──────── ENTRIES PROVIDED ────────

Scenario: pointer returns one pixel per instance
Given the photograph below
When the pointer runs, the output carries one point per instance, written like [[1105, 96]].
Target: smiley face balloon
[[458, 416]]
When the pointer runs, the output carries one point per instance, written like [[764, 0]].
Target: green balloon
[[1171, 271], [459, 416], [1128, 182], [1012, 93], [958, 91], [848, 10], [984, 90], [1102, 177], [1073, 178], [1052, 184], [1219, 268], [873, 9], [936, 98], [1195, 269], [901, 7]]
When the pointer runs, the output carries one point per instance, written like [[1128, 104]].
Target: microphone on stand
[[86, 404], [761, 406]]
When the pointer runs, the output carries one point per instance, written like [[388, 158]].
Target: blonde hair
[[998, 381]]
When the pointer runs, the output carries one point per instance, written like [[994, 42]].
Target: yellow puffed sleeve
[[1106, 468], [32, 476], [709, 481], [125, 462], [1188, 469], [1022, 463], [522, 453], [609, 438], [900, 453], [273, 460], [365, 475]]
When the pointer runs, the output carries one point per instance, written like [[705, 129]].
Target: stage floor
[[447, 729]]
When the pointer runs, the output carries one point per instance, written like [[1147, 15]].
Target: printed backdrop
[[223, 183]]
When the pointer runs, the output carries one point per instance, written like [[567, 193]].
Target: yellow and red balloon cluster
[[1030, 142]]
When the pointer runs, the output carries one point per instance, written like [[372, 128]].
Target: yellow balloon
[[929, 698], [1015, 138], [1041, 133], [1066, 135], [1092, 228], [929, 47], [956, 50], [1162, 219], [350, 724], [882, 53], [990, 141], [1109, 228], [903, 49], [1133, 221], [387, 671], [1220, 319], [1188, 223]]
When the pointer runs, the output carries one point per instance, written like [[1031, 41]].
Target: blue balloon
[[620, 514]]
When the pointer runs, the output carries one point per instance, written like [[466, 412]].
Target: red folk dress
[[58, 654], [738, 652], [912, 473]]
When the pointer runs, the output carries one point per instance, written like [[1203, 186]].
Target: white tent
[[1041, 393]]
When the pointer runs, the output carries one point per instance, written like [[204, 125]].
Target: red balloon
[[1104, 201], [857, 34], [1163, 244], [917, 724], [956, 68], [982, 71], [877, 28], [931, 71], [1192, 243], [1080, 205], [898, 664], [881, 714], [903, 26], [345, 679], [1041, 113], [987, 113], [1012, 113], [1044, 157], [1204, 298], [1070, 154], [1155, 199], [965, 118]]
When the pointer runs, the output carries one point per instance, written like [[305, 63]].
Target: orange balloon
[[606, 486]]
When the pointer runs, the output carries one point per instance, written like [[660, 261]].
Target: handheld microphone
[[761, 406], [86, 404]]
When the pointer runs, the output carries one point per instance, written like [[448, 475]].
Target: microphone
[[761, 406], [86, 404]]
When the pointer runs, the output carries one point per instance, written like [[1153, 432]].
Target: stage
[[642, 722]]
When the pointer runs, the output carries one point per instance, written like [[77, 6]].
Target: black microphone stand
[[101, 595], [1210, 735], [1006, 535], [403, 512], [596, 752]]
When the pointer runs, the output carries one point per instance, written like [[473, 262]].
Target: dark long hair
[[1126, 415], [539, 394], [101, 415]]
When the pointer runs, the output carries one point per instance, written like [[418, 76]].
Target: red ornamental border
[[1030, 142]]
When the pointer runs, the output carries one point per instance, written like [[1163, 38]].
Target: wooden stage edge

────────

PROBLEM TO SOLVE » Copy all of the lines above verbatim, keeping every character, bracket, and line break unchanged.

THE COMPLETED TASK »
Scenario: pointer returns one pixel per instance
Given the photograph below
When the pointer runs, the output carries one point per instance, written like [[1105, 96]].
Target: smiley face balloon
[[458, 416]]
When the pointer runs, the output carries one point per instance, written like [[764, 0]].
Target: green balloon
[[1171, 271], [459, 416], [1128, 182], [1012, 93], [958, 91], [848, 10], [984, 90], [1102, 177], [1073, 178], [1052, 184], [1219, 268], [873, 9], [936, 98], [1195, 269], [901, 7]]
When the pointer runs, the output carries one point per instance, written like [[1128, 104]].
Target: microphone on stand
[[86, 404], [761, 406]]
When the pointer runs, the output carries one point per instance, written like [[388, 158]].
Target: blonde hair
[[998, 381]]
When the pointer runs, the output carries one point per instance, written like [[994, 42]].
Target: yellow puffed sleeve
[[1106, 468], [32, 476], [709, 481], [125, 462], [1188, 469], [1022, 463], [522, 453], [609, 438], [900, 453], [273, 460], [365, 475]]
When the pointer runs, the output carries one point per instance, written like [[705, 129]].
Target: stage floor
[[447, 729]]
When the pointer runs, the output carries one point per instance, written like [[1147, 15]].
Target: printed backdrop
[[223, 183]]
When the pointer runs, the output carries one point per instance, written like [[567, 193]].
Target: yellow and red balloon cluster
[[1030, 142]]
When the pointer runs, the output carries one point per instance, written like [[372, 128]].
Target: yellow balloon
[[929, 698], [1015, 138], [1041, 133], [1066, 135], [1092, 228], [929, 47], [956, 50], [1162, 219], [350, 724], [882, 53], [990, 141], [1109, 228], [903, 49], [1133, 221], [387, 671], [1220, 319], [1188, 223]]
When the pointer runs, the output carries one point per instance, written like [[1031, 41]].
Target: blue balloon
[[620, 514]]
When the pointer runs, the output carries one point per instance, written like [[466, 412]].
Target: red folk dress
[[58, 654], [738, 652], [912, 473]]
When the pointer runs, the output carries one point per instance, written like [[1203, 186]].
Target: white tent
[[1041, 393]]
When the pointer runs, the output carries one point per instance, written like [[204, 125]].
Target: red balloon
[[1104, 201], [857, 34], [1163, 244], [917, 724], [956, 68], [982, 71], [877, 28], [931, 71], [1192, 243], [1080, 205], [898, 664], [881, 714], [903, 26], [345, 679], [1041, 113], [987, 113], [1012, 113], [1044, 157], [1204, 298], [1070, 154], [1155, 199], [965, 118]]
When the pointer runs, the output carries one point per instance, written like [[305, 63]].
Target: orange balloon
[[606, 486]]
When the pointer runs, the output carries one point per instance, written like [[660, 261]].
Target: handheld microphone
[[761, 406], [86, 404]]
When the pointer runs, the output carries one point per instance, written like [[448, 475]].
Target: microphone
[[761, 406], [86, 404]]
When the pointer runs, the output carries one point per instance, written like [[1153, 432]].
Target: stage
[[642, 722]]
When the pointer runs, the output carries one point per instance, written like [[77, 6]].
Target: black microphone stand
[[101, 595], [1210, 735], [1006, 535], [403, 512], [596, 752]]
When the pointer runs, the output carries one point per instance, written like [[473, 262]].
Target: dark long hair
[[1126, 415], [539, 394], [101, 415]]
When the pointer runs, the output carries one point per instance, written like [[418, 76]].
Target: red ornamental border
[[1030, 142]]
When the pointer runs, the output carries one point per instance, written like [[1163, 38]].
Target: wooden stage edge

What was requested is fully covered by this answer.